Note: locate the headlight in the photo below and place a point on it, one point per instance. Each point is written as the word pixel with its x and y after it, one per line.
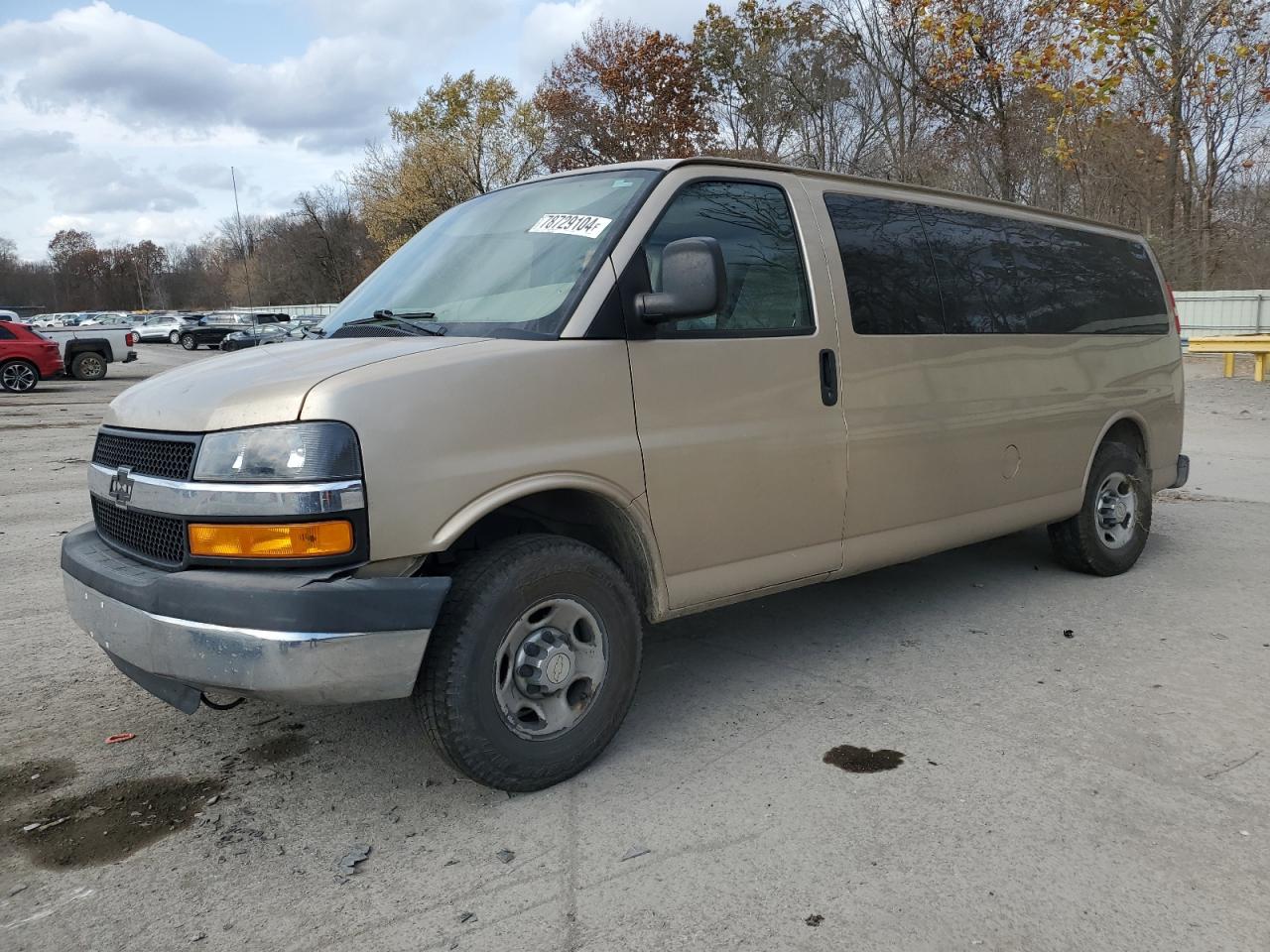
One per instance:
pixel 309 452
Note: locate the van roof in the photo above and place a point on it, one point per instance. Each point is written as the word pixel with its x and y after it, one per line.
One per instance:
pixel 920 190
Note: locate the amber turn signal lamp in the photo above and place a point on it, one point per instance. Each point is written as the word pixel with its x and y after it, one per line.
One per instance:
pixel 304 539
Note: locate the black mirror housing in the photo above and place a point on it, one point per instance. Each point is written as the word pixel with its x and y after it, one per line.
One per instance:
pixel 694 282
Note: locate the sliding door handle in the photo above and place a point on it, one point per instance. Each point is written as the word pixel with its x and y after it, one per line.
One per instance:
pixel 828 377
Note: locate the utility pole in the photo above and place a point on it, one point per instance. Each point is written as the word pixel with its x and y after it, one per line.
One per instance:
pixel 141 295
pixel 238 214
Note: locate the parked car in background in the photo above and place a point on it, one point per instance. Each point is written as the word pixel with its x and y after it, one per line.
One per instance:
pixel 164 326
pixel 26 357
pixel 212 329
pixel 87 349
pixel 295 329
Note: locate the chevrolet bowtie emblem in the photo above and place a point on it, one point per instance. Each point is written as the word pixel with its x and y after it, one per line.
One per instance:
pixel 121 486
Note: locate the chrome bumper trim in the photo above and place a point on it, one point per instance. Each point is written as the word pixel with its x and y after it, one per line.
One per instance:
pixel 232 499
pixel 285 665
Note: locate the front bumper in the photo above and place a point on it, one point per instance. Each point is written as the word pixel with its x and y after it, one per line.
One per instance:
pixel 296 636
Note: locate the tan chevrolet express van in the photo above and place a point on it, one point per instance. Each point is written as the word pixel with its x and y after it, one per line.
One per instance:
pixel 621 394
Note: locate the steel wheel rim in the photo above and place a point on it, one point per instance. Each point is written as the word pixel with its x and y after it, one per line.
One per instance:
pixel 550 667
pixel 1116 511
pixel 18 377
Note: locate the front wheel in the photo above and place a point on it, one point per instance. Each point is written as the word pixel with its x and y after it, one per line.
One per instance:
pixel 87 366
pixel 1110 531
pixel 534 662
pixel 19 376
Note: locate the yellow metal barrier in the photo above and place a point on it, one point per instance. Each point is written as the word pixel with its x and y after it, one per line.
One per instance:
pixel 1255 344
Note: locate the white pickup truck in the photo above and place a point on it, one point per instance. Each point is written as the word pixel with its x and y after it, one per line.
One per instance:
pixel 86 350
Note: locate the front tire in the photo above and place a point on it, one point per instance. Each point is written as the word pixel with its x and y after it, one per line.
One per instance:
pixel 19 376
pixel 532 664
pixel 87 366
pixel 1110 531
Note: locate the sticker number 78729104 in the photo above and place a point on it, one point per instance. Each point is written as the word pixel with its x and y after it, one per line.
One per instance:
pixel 585 225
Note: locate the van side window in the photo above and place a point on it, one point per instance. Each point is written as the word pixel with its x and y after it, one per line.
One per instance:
pixel 1080 282
pixel 975 267
pixel 890 276
pixel 1008 276
pixel 767 291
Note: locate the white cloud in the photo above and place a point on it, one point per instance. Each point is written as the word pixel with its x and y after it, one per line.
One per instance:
pixel 126 127
pixel 145 75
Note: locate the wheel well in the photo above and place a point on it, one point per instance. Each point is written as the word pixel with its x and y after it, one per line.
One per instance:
pixel 1129 433
pixel 575 515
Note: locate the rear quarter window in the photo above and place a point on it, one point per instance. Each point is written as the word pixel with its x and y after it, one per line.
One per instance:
pixel 928 270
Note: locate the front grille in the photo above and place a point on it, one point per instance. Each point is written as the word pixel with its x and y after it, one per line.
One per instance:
pixel 157 537
pixel 167 458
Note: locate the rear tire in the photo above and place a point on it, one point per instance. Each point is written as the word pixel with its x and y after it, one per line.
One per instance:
pixel 87 366
pixel 1110 531
pixel 470 693
pixel 19 376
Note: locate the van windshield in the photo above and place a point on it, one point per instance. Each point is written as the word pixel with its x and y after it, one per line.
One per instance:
pixel 511 263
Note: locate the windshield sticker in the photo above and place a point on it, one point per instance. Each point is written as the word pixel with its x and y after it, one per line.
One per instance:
pixel 585 225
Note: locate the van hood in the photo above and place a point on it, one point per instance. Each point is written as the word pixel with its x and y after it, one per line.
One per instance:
pixel 254 388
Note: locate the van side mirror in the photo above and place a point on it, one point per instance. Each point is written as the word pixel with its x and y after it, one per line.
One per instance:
pixel 694 282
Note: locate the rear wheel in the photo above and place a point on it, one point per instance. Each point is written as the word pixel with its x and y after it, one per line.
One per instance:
pixel 532 664
pixel 87 366
pixel 18 376
pixel 1110 531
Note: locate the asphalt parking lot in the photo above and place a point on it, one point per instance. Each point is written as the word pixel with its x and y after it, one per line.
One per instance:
pixel 1086 762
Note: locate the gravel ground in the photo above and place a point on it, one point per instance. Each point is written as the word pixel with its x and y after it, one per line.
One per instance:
pixel 1105 789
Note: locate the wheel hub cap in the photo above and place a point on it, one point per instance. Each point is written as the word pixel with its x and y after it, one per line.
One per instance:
pixel 544 661
pixel 1116 511
pixel 549 667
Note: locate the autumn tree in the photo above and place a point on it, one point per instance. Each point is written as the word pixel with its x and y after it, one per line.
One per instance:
pixel 1202 80
pixel 76 267
pixel 624 93
pixel 462 139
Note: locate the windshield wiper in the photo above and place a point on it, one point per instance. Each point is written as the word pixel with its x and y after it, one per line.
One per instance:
pixel 405 321
pixel 412 318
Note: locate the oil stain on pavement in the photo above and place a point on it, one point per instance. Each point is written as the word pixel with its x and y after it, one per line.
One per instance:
pixel 862 760
pixel 109 823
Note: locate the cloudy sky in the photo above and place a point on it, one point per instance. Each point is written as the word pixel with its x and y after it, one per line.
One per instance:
pixel 125 117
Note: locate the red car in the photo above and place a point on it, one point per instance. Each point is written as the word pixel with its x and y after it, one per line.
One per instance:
pixel 26 357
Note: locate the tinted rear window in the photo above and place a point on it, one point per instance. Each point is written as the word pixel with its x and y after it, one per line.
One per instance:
pixel 988 275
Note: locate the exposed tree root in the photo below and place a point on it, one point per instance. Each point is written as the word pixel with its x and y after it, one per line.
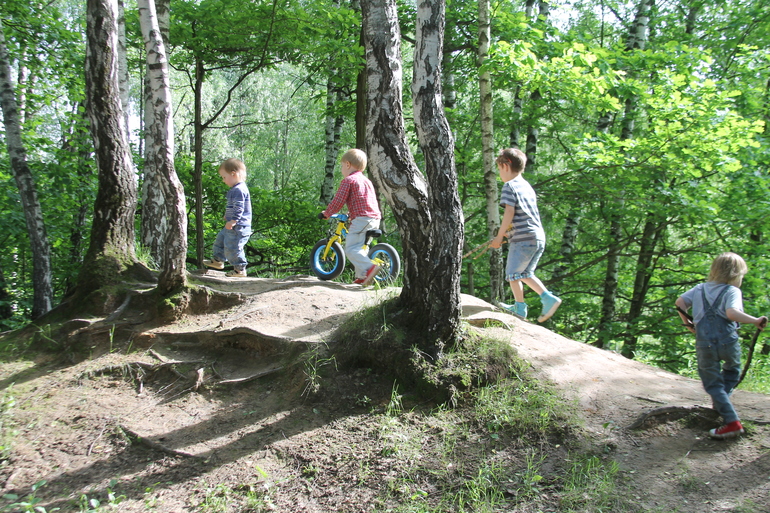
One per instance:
pixel 675 413
pixel 136 438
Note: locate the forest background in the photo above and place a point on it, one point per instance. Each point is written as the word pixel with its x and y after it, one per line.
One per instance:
pixel 645 124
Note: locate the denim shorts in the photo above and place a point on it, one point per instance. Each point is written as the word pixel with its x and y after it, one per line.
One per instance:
pixel 523 257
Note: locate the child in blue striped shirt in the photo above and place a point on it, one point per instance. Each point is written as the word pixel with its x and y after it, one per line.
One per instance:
pixel 521 225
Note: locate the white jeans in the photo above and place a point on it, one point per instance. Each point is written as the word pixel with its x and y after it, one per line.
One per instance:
pixel 354 243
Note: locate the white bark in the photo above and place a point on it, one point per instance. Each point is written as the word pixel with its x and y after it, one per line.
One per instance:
pixel 437 144
pixel 164 201
pixel 33 215
pixel 488 153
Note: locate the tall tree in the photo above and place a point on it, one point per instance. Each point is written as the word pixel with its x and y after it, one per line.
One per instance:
pixel 431 267
pixel 636 40
pixel 168 213
pixel 488 152
pixel 33 214
pixel 111 253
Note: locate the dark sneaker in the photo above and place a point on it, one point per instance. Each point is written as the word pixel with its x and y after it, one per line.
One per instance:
pixel 370 275
pixel 730 430
pixel 214 264
pixel 550 304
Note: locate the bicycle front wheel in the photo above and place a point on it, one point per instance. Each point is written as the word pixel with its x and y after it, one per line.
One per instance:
pixel 330 267
pixel 387 258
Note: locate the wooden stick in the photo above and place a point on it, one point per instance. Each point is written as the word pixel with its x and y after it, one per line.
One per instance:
pixel 477 248
pixel 750 356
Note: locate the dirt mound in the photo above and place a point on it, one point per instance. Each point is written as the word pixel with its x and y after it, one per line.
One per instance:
pixel 76 422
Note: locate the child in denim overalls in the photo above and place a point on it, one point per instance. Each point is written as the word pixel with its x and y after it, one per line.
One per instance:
pixel 717 306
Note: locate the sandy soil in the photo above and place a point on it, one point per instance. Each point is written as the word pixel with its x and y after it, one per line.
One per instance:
pixel 215 418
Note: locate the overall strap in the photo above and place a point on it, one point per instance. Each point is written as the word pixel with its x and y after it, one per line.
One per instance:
pixel 706 304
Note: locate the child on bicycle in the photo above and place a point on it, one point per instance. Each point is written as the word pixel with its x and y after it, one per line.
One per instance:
pixel 526 239
pixel 231 240
pixel 717 306
pixel 357 192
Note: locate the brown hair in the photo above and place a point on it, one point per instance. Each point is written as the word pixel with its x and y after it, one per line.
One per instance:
pixel 728 268
pixel 235 166
pixel 513 157
pixel 356 157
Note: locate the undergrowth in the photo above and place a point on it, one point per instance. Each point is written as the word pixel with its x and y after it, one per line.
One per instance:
pixel 502 440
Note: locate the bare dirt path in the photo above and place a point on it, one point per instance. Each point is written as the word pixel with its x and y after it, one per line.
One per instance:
pixel 74 431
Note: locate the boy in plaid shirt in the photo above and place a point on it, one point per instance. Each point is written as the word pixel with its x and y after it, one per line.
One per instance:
pixel 357 192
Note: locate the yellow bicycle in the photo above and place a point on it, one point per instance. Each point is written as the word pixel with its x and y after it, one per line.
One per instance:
pixel 327 260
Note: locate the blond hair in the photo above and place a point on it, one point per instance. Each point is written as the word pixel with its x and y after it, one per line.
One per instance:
pixel 728 268
pixel 513 157
pixel 356 158
pixel 235 166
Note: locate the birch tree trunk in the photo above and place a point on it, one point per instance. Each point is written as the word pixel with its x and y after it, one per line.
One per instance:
pixel 42 288
pixel 572 224
pixel 442 280
pixel 428 308
pixel 496 281
pixel 123 75
pixel 653 231
pixel 153 232
pixel 334 124
pixel 168 212
pixel 636 40
pixel 111 252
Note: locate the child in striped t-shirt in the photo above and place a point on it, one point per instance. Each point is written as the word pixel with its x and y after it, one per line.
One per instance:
pixel 526 238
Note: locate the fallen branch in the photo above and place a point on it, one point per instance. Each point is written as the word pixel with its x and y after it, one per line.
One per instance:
pixel 248 378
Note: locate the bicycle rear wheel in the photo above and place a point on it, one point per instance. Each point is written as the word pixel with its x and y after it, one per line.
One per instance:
pixel 387 258
pixel 330 267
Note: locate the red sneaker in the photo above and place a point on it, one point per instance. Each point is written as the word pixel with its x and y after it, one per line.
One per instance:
pixel 730 430
pixel 371 274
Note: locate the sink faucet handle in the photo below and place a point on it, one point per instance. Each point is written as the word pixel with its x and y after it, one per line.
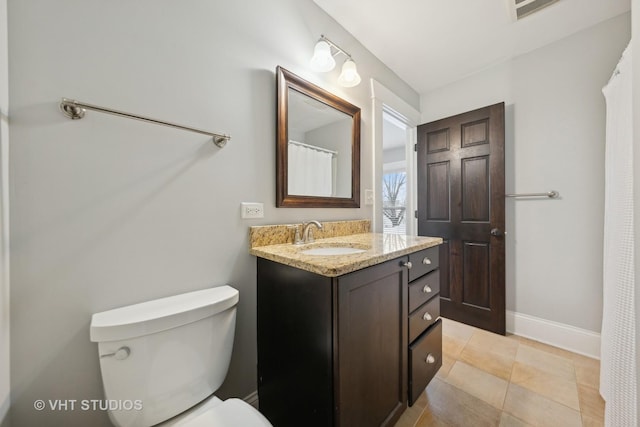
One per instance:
pixel 297 240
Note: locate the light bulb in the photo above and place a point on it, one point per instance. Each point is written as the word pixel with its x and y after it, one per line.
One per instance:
pixel 349 76
pixel 322 59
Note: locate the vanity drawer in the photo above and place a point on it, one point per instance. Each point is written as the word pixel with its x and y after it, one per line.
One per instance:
pixel 425 358
pixel 423 262
pixel 423 317
pixel 421 290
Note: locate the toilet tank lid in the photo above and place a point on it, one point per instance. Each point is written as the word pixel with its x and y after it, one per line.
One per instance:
pixel 161 314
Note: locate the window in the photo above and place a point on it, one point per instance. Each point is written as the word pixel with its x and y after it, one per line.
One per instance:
pixel 394 202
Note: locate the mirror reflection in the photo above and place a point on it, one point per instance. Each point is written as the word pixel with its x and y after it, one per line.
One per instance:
pixel 319 148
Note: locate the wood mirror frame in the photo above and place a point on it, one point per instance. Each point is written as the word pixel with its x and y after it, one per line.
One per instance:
pixel 286 81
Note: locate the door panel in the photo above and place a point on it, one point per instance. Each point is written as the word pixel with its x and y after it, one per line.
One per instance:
pixel 461 199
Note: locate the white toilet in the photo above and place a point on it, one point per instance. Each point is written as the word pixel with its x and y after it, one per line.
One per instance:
pixel 162 360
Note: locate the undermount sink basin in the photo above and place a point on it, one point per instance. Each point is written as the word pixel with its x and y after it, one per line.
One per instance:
pixel 332 250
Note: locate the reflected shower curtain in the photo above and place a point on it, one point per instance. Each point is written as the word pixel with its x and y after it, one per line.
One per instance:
pixel 618 376
pixel 310 171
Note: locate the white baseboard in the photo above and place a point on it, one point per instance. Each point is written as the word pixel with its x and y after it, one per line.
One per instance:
pixel 252 399
pixel 567 337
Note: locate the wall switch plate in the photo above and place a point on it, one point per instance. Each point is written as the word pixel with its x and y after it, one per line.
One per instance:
pixel 251 210
pixel 368 197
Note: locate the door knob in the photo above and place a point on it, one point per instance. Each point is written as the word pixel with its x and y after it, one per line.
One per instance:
pixel 496 232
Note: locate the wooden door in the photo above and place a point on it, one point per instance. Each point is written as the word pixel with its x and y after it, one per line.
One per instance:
pixel 461 199
pixel 372 345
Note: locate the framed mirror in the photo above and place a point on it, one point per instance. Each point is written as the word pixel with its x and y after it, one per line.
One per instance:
pixel 317 146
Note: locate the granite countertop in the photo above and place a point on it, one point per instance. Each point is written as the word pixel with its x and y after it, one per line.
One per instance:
pixel 379 248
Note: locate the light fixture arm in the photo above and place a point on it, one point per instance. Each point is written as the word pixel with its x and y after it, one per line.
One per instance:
pixel 335 46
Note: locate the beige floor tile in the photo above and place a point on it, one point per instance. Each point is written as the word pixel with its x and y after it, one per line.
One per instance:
pixel 588 421
pixel 556 388
pixel 497 364
pixel 452 347
pixel 457 330
pixel 591 403
pixel 478 383
pixel 428 419
pixel 587 371
pixel 450 406
pixel 539 410
pixel 544 347
pixel 494 343
pixel 546 362
pixel 509 420
pixel 447 364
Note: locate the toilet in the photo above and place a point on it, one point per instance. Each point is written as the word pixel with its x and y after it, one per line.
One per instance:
pixel 162 360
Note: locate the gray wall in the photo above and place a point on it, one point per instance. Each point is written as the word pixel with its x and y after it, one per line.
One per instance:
pixel 555 127
pixel 4 220
pixel 635 23
pixel 107 211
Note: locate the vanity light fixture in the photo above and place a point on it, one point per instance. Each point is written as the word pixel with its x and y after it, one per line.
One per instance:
pixel 323 61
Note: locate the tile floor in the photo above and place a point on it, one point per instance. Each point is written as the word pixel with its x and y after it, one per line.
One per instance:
pixel 491 380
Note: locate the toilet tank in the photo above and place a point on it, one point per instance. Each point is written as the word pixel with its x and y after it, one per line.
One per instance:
pixel 161 357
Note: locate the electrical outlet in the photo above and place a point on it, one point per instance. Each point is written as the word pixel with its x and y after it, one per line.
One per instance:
pixel 251 210
pixel 368 197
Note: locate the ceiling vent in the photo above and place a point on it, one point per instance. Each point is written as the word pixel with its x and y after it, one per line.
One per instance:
pixel 524 8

------------------------------------------------

Copy the lines of the listing above word for word, starting with the line containing "Note: locate the cloudy" and ending with the line containing "pixel 988 275".

▸ **Written solution**
Note: locate the cloudy sky in the photo above and place a point on it, one point per instance. Each point is written as the word pixel with its x and y after it, one per line.
One per instance:
pixel 125 117
Note: locate the red car in the photo above and place a point on it, one point per instance. Each point is written as the word pixel with its x and y after it, one per line.
One per instance:
pixel 26 357
Note: locate the tinted rear window in the photo above and place a point on it, one point per instance. Each point is written as the word pixel with its x and y after it, one per line.
One per instance:
pixel 988 275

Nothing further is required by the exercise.